PROMPT: What lines in the entries hold the string "mirror"? List them.

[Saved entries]
▬▬▬▬▬▬

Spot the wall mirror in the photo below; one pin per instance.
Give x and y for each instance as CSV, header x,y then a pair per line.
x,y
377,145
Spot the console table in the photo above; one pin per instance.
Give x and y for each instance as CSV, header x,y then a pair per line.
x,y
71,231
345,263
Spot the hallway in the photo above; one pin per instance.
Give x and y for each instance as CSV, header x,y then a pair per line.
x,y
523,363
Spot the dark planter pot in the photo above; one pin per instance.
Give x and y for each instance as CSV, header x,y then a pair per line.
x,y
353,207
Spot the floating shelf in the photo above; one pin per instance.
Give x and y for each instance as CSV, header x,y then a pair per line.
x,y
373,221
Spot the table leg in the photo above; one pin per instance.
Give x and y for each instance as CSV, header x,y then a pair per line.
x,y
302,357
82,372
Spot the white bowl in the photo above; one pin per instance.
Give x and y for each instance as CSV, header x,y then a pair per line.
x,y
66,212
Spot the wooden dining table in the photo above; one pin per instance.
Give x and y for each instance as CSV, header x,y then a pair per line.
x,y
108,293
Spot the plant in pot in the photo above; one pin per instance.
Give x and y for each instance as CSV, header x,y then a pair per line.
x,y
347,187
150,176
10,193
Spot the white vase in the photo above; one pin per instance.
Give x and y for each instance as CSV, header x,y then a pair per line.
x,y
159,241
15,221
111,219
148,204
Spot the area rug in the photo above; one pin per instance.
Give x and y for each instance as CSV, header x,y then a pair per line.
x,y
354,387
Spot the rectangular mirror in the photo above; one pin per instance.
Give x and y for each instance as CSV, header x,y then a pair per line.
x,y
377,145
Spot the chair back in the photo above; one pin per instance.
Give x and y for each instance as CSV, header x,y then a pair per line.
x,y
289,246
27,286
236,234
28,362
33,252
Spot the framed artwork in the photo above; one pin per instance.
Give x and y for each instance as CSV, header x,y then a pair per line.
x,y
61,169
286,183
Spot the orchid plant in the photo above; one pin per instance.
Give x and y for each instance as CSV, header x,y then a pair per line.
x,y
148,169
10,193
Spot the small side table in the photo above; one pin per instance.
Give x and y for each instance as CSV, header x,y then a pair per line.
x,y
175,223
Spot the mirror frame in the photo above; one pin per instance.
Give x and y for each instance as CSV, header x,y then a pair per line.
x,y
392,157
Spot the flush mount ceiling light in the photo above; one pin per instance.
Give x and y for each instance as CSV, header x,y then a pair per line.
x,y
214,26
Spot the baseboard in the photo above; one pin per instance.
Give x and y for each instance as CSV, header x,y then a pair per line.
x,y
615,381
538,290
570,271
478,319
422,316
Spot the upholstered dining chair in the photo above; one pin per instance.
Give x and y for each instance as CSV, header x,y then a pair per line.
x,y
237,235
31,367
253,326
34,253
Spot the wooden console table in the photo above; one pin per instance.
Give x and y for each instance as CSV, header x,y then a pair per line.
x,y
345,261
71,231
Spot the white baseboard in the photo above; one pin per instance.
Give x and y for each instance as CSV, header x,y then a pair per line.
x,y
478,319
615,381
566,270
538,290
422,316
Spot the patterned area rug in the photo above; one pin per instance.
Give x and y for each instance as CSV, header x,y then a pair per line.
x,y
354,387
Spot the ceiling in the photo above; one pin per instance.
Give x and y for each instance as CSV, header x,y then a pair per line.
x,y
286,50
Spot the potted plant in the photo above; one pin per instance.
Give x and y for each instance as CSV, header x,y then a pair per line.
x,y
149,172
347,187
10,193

▬▬▬▬▬▬

EXERCISE RESULT:
Spot the wall mirror in the photo below; one pin per instance.
Spot the rectangular mirror in the photo above; one pin per instance.
Spot the mirror frame in the photo above; one pin per instance.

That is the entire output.